» DOCUMENT SECTION:
In classical gravity, the problem reappears as singularity theorems. The quantum analogue of this would be that it may be impossible to define (in a givenn coordinate system defining an observer frame) a self-adjoint Hamiltonian - since this implies existence at all times.
 
  • #46
Demystifier said:
Another point is that a similar problem does not appear in classical gravity, when commutators are replaced by Poisson brackets.
The situation is completely analogous in classical GR. You can introduce matter reference frames already on the classical side, see for example http://arxiv.org/abs/gr-qc/9409001 . The classical canonical Hamiltonian also vanishes on the constraint surface. In a time parametrization invariant system, the canonical Hamiltonian is also not expected to generate physical time evolution. You can also reformulate ordinary QM as a constraint system and then find the physical Hilbert space and recover the physical Hamiltonian. In that case, the canonical Hamiltonian doesn't generate physical time evolution either. (The book by Kiefer that I quoted earlier discusses this for example.)
 
  • #47
A. Neumaier said:
In classical gravity, the problem reappears as singularity theorems. The quantum analogue of this would be that it may be impossible to define (in a givenn coordinate system defining an observer frame) a self-adjoint Hamiltonian - since this implies existence at all times.

» DATASET ENTRIES:

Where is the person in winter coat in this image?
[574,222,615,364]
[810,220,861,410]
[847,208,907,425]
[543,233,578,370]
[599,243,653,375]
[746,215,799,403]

» GOALS:
**A)** From the paragraph in the discussion that begins "The situation is completely analogous in classical GR," list every statement it makes about what the canonical Hamiltonian does or does not do.
**B)** Find each line of the listing that contains the string "image", matching case exactly, and copy those lines.

» EXERCISE RESPONSES:
**A)**
- The classical canonical Hamiltonian vanishes on the constraint surface.
- In a time parametrization invariant system, the canonical Hamiltonian is not expected to generate physical time evolution.
- When ordinary QM is reformulated as a constraint system, the canonical Hamiltonian doesn't generate physical time evolution either.

**B)**
Where is the person in winter coat in this image?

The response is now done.